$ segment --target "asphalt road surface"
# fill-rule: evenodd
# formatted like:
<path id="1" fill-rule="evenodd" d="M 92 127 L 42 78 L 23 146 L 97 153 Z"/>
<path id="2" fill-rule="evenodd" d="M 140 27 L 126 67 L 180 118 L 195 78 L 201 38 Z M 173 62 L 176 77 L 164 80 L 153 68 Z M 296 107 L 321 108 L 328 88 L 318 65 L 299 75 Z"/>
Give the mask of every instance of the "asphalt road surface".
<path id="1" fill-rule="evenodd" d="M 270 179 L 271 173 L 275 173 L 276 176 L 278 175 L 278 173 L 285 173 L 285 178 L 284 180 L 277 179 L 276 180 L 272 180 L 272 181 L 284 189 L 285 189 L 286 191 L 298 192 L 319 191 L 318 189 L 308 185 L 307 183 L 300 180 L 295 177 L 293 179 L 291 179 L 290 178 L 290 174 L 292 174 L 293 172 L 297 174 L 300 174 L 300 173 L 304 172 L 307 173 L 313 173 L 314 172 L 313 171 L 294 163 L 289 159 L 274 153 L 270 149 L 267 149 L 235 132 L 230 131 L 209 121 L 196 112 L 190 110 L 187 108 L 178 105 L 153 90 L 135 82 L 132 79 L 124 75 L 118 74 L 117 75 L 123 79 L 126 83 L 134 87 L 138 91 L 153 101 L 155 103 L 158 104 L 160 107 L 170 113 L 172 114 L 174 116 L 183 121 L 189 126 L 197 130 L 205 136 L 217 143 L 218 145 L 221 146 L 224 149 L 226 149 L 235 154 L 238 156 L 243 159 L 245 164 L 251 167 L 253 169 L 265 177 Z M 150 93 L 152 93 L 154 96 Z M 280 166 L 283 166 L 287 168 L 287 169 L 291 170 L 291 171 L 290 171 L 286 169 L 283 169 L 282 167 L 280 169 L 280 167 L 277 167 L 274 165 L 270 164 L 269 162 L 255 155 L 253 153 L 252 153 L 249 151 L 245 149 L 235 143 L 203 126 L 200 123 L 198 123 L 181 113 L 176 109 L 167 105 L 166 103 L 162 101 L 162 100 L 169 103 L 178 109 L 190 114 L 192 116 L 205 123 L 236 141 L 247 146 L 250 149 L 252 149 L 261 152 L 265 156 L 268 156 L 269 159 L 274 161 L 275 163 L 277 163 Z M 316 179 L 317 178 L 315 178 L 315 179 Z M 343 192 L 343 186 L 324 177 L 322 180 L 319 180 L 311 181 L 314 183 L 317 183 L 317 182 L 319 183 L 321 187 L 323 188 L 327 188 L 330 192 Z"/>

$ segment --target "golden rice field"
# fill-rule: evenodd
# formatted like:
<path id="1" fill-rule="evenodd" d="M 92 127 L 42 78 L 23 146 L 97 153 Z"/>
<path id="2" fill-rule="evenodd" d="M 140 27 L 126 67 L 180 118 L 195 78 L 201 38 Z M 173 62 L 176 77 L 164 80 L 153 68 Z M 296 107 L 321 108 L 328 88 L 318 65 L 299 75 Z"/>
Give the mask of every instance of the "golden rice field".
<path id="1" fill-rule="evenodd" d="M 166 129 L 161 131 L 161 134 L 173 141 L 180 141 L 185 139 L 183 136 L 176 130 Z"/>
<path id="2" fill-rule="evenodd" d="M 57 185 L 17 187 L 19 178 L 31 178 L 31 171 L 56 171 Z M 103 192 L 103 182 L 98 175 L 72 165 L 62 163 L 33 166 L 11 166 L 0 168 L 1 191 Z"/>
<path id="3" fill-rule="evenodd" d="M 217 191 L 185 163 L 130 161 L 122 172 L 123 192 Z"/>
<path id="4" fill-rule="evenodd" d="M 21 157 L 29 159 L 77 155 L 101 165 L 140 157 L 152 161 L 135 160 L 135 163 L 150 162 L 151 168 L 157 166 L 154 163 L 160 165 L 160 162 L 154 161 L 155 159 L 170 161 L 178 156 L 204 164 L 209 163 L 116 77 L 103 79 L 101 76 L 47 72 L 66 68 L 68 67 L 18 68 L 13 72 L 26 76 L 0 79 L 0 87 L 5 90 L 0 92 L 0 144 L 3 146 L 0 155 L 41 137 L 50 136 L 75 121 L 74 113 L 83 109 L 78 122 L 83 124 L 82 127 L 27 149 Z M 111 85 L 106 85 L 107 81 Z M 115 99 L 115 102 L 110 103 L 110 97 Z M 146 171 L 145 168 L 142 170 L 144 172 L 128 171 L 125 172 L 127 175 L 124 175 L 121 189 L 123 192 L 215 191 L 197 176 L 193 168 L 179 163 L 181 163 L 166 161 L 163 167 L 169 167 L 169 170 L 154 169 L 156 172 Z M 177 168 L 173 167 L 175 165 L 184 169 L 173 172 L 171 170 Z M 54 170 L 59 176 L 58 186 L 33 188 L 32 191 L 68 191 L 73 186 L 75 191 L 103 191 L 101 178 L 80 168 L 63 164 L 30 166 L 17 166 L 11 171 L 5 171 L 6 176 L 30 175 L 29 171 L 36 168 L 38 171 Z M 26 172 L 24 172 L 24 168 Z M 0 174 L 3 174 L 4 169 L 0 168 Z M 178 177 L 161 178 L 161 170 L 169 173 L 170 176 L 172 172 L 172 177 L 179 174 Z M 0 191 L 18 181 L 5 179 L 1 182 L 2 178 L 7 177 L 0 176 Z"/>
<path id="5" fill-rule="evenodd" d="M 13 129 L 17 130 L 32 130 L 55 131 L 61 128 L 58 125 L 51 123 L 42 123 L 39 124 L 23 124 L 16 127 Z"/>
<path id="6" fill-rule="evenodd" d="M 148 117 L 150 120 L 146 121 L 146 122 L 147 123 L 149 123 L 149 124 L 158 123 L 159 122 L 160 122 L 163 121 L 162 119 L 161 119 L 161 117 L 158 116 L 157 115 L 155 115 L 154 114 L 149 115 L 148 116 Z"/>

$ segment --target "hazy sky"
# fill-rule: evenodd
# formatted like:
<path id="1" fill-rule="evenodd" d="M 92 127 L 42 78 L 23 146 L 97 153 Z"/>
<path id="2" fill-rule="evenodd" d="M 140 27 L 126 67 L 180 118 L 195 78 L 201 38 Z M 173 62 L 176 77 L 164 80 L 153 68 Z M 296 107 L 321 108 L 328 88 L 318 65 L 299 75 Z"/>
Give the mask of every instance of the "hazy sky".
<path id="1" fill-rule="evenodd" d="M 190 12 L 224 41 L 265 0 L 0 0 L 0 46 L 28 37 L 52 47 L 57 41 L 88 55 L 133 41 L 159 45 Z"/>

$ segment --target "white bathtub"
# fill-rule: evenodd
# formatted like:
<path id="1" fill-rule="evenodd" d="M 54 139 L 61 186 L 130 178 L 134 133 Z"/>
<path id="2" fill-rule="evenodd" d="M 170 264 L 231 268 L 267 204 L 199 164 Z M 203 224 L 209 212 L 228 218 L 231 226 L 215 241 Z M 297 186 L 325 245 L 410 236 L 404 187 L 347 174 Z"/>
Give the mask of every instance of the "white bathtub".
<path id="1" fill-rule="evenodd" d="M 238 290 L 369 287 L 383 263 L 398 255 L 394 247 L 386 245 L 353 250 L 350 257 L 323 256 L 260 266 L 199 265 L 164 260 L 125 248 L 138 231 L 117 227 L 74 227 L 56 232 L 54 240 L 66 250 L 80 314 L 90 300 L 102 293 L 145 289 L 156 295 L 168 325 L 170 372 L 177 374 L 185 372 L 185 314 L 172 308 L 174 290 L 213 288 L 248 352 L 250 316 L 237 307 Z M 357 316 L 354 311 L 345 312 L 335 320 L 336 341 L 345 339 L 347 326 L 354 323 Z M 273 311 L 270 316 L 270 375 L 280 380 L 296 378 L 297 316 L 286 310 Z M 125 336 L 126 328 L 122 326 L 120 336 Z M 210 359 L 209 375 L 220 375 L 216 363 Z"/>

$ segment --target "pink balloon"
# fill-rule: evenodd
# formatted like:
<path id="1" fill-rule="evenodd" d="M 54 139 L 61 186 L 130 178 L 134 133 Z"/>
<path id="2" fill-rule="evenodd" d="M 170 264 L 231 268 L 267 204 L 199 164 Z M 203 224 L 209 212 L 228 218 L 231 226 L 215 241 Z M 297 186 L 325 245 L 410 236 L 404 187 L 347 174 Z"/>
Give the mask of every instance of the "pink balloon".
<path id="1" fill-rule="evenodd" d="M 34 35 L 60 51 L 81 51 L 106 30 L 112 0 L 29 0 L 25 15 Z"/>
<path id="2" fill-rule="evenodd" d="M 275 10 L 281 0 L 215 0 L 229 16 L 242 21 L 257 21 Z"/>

###

TASK TO CARRY OUT: State the number of lines in the data above that contain the string "surface". Reply with the number alone.

CORRECT RESPONSE: 2